▶ To do
Among the entries beneath this sentence, how many lines include the word "below"? Only the number is wanted.

Exercise data: Begin

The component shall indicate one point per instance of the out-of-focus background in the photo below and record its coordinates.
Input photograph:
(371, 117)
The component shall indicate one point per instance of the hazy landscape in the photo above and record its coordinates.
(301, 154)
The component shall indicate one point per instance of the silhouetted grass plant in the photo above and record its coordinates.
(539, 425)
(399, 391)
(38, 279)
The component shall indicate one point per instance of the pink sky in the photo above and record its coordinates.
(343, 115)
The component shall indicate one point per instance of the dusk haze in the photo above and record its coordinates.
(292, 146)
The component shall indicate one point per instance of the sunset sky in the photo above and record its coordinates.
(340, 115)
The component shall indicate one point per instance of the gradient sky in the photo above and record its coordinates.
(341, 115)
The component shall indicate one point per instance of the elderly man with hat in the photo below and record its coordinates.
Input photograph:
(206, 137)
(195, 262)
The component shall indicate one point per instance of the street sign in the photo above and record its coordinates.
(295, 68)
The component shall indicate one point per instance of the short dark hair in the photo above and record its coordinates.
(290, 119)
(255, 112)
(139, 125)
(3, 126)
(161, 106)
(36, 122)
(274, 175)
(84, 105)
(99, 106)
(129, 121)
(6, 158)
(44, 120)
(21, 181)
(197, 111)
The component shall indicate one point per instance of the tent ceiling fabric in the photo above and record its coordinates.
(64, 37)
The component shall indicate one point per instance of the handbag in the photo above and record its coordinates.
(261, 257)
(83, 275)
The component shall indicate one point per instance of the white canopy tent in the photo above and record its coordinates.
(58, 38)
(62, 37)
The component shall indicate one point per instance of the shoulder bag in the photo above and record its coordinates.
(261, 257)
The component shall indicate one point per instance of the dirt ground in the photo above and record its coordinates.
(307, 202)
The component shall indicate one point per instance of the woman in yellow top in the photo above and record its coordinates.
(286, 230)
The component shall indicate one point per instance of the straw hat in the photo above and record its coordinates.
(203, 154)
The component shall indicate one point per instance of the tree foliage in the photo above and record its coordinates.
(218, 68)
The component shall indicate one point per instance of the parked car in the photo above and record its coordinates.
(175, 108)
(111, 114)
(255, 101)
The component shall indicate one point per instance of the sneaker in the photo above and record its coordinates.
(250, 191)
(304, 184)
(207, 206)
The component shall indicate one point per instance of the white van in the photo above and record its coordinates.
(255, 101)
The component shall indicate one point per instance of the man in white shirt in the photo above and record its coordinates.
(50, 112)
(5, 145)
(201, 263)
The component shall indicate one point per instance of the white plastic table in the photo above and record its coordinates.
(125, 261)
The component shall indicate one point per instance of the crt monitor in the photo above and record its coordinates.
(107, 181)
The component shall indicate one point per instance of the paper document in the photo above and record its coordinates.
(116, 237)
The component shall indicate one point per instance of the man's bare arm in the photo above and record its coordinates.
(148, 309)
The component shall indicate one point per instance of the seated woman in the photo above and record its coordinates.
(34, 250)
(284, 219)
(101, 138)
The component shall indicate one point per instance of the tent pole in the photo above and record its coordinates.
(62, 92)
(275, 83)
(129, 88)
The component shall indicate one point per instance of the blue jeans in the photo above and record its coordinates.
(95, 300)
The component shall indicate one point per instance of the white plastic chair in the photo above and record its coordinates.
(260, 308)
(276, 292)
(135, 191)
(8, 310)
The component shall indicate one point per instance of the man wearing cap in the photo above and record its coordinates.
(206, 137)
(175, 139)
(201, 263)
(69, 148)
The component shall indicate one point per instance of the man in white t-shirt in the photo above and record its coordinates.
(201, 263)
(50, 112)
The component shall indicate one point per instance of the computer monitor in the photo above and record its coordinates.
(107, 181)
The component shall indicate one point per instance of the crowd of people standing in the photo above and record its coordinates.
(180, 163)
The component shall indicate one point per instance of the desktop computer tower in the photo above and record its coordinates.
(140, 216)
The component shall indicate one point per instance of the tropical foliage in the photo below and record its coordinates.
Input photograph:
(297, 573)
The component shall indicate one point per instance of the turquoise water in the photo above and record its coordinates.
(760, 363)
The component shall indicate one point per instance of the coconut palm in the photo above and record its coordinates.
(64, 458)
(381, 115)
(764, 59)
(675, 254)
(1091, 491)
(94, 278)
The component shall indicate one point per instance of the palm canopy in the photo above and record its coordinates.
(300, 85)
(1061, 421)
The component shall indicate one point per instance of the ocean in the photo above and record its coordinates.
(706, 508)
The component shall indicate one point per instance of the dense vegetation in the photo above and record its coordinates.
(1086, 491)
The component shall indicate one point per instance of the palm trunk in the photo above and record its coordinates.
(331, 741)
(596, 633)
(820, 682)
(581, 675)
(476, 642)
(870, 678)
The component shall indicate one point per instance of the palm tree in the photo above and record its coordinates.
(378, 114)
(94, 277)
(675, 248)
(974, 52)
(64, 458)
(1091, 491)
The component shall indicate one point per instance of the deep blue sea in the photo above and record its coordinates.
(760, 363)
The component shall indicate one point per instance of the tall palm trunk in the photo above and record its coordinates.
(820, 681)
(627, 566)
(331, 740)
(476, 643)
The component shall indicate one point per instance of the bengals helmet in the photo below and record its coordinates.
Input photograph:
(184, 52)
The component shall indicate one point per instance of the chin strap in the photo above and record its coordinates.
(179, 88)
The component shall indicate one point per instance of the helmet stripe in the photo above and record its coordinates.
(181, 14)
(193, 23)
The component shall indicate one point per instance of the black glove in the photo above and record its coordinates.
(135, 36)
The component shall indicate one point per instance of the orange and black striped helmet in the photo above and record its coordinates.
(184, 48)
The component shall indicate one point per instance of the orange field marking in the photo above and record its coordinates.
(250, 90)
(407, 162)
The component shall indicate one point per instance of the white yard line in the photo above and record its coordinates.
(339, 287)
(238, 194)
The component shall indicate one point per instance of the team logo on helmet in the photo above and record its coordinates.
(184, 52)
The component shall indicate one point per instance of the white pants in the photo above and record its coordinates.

Exercise data: End

▶ Solution to the exercise
4